Each line from the one that has "Keep to these rules. Indicate every instance of the referee with" through the end of the entries below must be written out exactly; leave out all other lines.

STUDY MATERIAL below:

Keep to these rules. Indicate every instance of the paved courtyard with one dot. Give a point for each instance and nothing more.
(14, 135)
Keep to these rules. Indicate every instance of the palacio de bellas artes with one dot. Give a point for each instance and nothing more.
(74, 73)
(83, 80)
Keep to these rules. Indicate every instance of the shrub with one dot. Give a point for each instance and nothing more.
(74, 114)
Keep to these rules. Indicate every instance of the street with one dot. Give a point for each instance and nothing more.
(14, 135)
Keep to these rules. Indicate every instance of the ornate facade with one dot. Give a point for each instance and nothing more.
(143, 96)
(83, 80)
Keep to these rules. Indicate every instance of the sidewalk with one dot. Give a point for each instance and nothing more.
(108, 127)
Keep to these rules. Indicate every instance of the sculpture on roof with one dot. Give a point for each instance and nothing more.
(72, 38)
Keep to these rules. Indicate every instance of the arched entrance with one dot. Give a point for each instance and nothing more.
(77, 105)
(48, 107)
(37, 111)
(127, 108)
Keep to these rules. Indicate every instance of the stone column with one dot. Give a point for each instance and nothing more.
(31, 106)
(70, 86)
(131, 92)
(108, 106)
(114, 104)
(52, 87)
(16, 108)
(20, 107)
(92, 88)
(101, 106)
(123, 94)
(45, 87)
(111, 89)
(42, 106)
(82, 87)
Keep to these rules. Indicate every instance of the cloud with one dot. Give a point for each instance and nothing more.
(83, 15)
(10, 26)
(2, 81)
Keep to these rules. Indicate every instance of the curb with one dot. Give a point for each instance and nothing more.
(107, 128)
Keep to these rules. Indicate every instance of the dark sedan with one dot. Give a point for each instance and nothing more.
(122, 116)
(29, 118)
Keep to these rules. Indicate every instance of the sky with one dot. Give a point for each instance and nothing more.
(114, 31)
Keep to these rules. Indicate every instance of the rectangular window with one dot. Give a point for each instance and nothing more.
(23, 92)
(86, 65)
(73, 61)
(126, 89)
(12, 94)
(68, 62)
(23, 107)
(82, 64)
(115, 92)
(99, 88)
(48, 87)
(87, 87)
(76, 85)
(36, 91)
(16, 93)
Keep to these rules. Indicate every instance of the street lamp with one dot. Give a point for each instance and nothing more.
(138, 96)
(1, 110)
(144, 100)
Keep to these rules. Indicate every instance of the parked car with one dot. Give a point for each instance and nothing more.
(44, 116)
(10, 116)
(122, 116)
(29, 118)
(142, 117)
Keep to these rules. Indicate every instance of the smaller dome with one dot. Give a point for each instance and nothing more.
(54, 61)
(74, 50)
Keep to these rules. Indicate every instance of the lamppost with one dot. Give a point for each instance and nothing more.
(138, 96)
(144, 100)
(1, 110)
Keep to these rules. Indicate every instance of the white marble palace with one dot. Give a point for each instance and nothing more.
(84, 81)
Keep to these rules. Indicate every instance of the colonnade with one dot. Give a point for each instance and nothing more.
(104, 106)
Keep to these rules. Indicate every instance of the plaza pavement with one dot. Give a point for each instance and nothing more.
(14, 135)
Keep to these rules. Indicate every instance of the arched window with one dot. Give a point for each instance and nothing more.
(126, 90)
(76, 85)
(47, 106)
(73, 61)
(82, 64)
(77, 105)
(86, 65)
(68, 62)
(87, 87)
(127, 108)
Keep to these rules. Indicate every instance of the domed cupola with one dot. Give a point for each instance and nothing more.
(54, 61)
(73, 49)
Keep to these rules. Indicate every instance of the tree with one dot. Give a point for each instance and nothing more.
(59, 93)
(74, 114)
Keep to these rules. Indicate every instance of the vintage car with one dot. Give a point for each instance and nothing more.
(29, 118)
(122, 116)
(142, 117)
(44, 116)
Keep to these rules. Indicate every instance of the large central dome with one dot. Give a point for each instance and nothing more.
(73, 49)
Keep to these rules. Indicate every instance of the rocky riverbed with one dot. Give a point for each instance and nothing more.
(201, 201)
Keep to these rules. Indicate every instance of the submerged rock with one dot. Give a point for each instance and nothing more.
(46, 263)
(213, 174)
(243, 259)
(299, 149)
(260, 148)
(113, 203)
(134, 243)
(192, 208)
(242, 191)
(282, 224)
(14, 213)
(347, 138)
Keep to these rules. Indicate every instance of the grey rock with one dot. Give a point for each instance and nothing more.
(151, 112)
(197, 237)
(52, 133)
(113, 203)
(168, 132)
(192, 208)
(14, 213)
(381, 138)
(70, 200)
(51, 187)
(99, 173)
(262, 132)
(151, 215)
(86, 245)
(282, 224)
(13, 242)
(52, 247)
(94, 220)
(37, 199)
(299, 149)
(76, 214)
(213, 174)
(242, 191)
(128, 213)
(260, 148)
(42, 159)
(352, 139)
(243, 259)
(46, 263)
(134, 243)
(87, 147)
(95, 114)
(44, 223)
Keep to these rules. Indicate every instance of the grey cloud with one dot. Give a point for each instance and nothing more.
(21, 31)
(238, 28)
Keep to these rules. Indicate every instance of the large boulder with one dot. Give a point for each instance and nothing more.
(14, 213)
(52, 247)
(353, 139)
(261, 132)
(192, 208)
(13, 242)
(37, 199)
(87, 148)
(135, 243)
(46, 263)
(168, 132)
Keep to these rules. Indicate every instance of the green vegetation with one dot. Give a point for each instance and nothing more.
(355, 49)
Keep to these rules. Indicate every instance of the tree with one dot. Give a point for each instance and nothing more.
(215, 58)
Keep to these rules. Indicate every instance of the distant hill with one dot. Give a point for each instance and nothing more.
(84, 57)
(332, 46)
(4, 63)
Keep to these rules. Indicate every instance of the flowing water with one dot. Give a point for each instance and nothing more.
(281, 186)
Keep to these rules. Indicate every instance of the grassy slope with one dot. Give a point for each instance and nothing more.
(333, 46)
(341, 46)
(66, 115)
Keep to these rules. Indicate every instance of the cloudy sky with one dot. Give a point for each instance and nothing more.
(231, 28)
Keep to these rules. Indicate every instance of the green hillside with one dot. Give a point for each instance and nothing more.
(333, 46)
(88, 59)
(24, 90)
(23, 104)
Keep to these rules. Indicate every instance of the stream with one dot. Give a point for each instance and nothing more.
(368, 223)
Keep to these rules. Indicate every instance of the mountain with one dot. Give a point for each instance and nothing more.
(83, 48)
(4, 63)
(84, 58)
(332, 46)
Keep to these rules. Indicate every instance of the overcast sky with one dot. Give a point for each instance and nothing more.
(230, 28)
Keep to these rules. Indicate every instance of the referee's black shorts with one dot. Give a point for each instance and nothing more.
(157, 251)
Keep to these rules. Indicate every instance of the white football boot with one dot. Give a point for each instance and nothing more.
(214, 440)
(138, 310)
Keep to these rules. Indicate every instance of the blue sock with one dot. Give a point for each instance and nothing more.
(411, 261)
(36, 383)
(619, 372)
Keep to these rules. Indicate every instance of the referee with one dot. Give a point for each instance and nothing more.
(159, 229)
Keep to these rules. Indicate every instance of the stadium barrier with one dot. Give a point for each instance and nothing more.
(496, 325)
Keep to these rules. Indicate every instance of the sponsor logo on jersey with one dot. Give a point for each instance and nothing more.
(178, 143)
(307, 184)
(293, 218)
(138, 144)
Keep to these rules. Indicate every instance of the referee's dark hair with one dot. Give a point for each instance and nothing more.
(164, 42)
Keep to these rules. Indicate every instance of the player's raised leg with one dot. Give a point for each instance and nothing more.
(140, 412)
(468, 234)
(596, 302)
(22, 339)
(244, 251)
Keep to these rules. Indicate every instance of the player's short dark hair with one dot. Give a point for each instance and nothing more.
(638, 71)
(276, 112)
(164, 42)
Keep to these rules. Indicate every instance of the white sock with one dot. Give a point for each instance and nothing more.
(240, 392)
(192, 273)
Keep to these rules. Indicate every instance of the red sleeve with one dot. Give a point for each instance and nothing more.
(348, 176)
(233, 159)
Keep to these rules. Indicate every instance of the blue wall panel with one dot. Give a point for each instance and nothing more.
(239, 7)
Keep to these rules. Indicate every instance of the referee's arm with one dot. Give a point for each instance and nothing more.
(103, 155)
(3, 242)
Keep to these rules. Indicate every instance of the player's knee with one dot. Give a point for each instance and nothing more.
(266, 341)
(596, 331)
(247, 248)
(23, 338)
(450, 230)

End of STUDY MATERIAL.

● ANSWER TO THIS PROBLEM
Keep to these rules. Indicate every instance of the referee with one dot. Give a point for each instance and nothing more.
(159, 229)
Keep to these rules. Indicate every instance of the stadium barrier with one dot. Give a point for each instance and nothing more.
(496, 325)
Keep to these rules. Indicate every instance of the sponsor logo on jersey with one dot. Give a point for each instance and nothing more.
(178, 143)
(307, 184)
(293, 218)
(138, 144)
Keep to these rules. Indicate every instance of the referee's dark hair with one dot. Give a point for each instance and nothing more.
(164, 42)
Keep to these rules. Indicate every instance of the player's raised leg with one dot. Give a point for each instance and nothing more.
(140, 412)
(468, 234)
(596, 302)
(22, 339)
(244, 251)
Keep to these rules. Indicate every instance of the player's short dark hair with one dot. Give a point for each instance and nothing more.
(638, 71)
(276, 112)
(164, 42)
Keep to these rules. Indicate every instance of the white sock with one dot. Give a point for each instance and nothing more.
(240, 392)
(192, 273)
Keep to these rules. Indicate every instance of the red sleeve with one dot. Give a point for each instance and nothing more.
(348, 176)
(233, 159)
Keep to these rules. Indicate every instance of the blue wall panel with one dot. Give a point for each instance and nothing more.
(239, 7)
Keep to these rules. Indicate every instance of the referee's arm with one dot. Give a point for each instance and nothing more.
(103, 155)
(3, 242)
Keep to these rules. Indicate every instance of the player's knee with one dot. Give a point for each instance and nothing more.
(266, 341)
(596, 331)
(247, 248)
(23, 338)
(450, 230)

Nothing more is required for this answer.